(Image annotation data)
● ● ● ● ● ● ●
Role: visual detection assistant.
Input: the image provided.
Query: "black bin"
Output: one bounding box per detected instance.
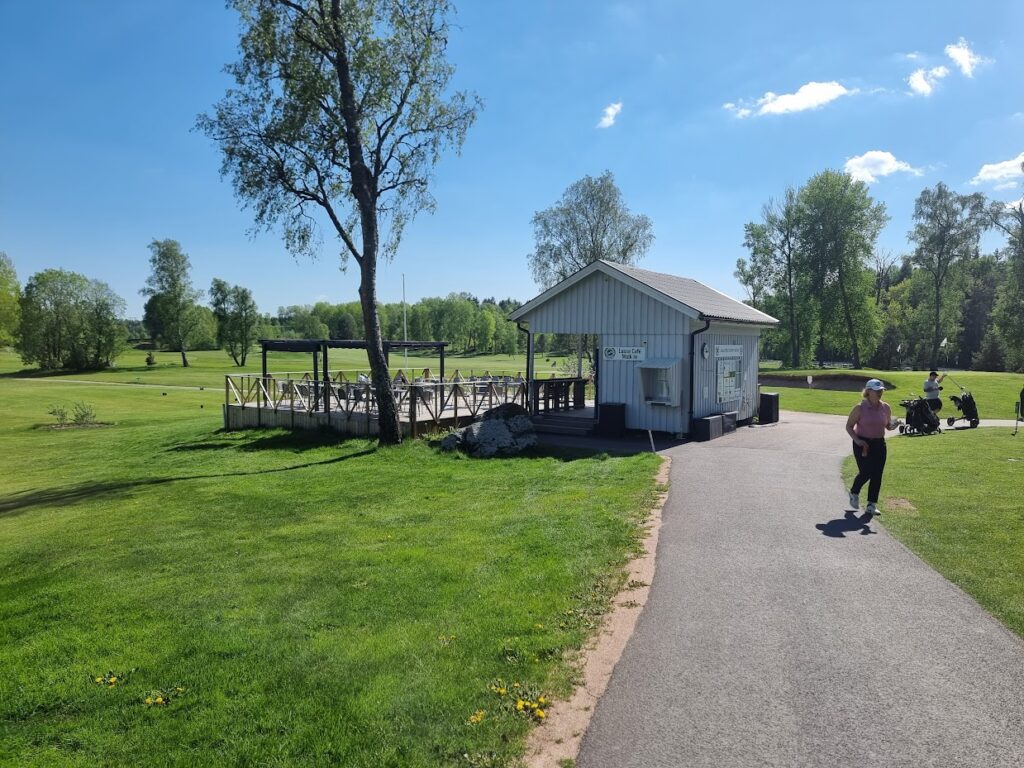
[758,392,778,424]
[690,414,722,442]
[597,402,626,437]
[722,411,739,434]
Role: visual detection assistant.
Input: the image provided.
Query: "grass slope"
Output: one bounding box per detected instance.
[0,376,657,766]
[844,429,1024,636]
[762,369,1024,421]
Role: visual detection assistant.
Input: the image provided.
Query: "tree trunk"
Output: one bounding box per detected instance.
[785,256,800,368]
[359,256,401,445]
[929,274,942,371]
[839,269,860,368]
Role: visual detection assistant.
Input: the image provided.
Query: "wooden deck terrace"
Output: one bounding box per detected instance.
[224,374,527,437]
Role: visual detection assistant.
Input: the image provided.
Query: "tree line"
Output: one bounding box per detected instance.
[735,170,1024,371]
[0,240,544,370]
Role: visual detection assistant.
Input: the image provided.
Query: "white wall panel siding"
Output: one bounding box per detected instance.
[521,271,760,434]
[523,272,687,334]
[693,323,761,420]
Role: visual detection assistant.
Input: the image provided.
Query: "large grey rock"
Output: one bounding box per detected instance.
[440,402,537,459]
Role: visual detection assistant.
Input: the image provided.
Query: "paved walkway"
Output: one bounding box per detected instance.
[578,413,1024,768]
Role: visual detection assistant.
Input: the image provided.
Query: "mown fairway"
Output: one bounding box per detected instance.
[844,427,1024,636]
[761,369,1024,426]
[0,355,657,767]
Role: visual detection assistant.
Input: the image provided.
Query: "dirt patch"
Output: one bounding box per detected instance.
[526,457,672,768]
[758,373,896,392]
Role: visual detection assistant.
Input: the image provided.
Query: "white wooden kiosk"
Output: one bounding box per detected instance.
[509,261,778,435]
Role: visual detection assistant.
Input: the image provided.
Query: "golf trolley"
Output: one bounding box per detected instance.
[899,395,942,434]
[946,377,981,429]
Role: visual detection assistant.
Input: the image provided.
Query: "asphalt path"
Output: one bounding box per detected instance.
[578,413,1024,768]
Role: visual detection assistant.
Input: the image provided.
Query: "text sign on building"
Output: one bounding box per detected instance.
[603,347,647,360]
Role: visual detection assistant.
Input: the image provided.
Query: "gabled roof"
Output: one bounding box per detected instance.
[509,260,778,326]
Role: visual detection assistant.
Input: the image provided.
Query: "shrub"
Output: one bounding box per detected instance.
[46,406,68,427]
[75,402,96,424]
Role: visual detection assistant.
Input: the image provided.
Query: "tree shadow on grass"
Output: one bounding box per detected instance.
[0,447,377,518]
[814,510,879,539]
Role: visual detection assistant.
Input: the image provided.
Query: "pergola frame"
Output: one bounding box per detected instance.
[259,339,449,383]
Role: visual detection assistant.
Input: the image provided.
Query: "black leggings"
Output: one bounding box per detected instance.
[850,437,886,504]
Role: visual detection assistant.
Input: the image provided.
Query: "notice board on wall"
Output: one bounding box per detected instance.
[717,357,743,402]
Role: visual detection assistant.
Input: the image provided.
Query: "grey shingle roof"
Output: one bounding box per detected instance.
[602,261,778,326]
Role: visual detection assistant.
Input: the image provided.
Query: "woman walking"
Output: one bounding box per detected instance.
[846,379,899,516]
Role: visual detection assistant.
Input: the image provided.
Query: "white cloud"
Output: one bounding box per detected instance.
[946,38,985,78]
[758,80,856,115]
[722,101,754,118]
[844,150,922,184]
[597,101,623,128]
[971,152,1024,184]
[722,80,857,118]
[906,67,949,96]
● ● ● ● ● ● ●
Please rewrite the lines above, changing every "visual detection assistant" to "object detection assistant" and keeping everything else the same. Leave the pictures out of your answer.

▸ **EXPECTED ANSWER**
Role: object detection assistant.
Input: the image provided.
Query: "black bin"
Output: one bounding box per detected instance.
[758,392,778,424]
[690,414,722,442]
[597,402,626,437]
[722,411,739,434]
Role: object detection assistant.
Input: the image provided.
Query: "grass slope"
Output: one bounding box per detected instance.
[0,376,657,766]
[844,429,1024,636]
[762,369,1024,421]
Role: object detection assistant.
Input: the image provided.
Query: "tree trunk"
Output: one bounding box per detected instance.
[785,256,800,368]
[359,256,401,445]
[929,274,942,371]
[839,269,860,368]
Role: object detection assistant.
Input: the image provided.
Query: "wooden deck terrace"
Output: one bounding box per detected instance.
[224,374,527,437]
Role: object detection assistant.
Input: the image provided.
Query: "tree line"
Output: one bounding box per detected instance.
[735,170,1024,371]
[0,240,544,370]
Role: object detection assistant.
Input: the image provided.
Query: "white wall panel siding"
Output: one bounding box per detected instance.
[521,271,760,434]
[523,272,687,334]
[693,323,761,420]
Role: object detection assistant.
Input: the image provided.
Query: "large grey rock"
Output: one bounding box per detected instance.
[440,402,537,459]
Role: object detection assistant.
Input: the image provided.
Query: "paved walkway"
Output: one bounding box per detected instance.
[578,413,1024,768]
Role: object detection assistant.
Input: the image provided.
Query: "mown fairway"
Output: one bounding box per detected instance.
[844,427,1024,636]
[761,369,1024,426]
[0,355,657,767]
Role: object detection assistant.
Input: the image provided.
Query: "dirt patch"
Output: one bounding box per detected instance.
[526,457,672,768]
[758,373,896,392]
Role: object detection assistant.
Input: the image provided.
Query: "white wooden kiosk"
Output: one bounding box per detected instance.
[509,261,778,435]
Role: object detection assistant.
Input: the image provided.
Query: "golf trolley"
Output: one bounding box per detected instance.
[899,395,942,434]
[946,377,981,429]
Role: object detection assistant.
Input: the image provided.
Query: "asphalt path"
Output: one bounding box per detected instance.
[578,413,1024,768]
Role: object detection assistant.
Input: the image provided.
Query: "text sign on building"
Output: one bounding box per detected instance.
[603,347,647,360]
Role: object detection assistant.
Input: the image provided.
Query: "gabled roof"
Output: one bounding box per detected instance.
[509,260,778,326]
Role: object detection assistant.
Input: the image provided.
Query: "shrub"
Output: one bounding box per detected instance.
[46,406,68,427]
[75,402,96,424]
Role: object detection assistant.
Input: the image provided.
Query: "tree shadow on grass"
Output: one bounding box per detected instance.
[0,447,377,518]
[814,510,879,539]
Role: object detection assistant.
Input: the image provided.
Query: "pergola frame"
Output: one bounding box per detected instance.
[259,339,449,383]
Role: object detection assistant.
Input: the image provided.
Query: "black leggings"
Output: one bounding box per detected instance.
[850,437,886,504]
Role: object detection assistant.
Input: the image provided.
Query: "notice board on wall"
Output: one bounding box per detected instance.
[717,357,743,402]
Role: object detection assistant.
Input: the image provided.
Query: "grey shingle roof"
Output: one bounding box per detected instance.
[602,261,778,326]
Role: object detection assistant.
Input: the image provided.
Query: "woman walking"
Output: one bounding box per detected instance.
[846,379,899,516]
Role: object detection assistant.
Input: the image provided.
Query: "white cloud"
Output: one bounding box per detected instance.
[946,38,985,78]
[758,80,856,115]
[722,101,754,118]
[844,150,922,184]
[597,101,623,128]
[971,152,1024,184]
[722,80,857,118]
[906,67,949,96]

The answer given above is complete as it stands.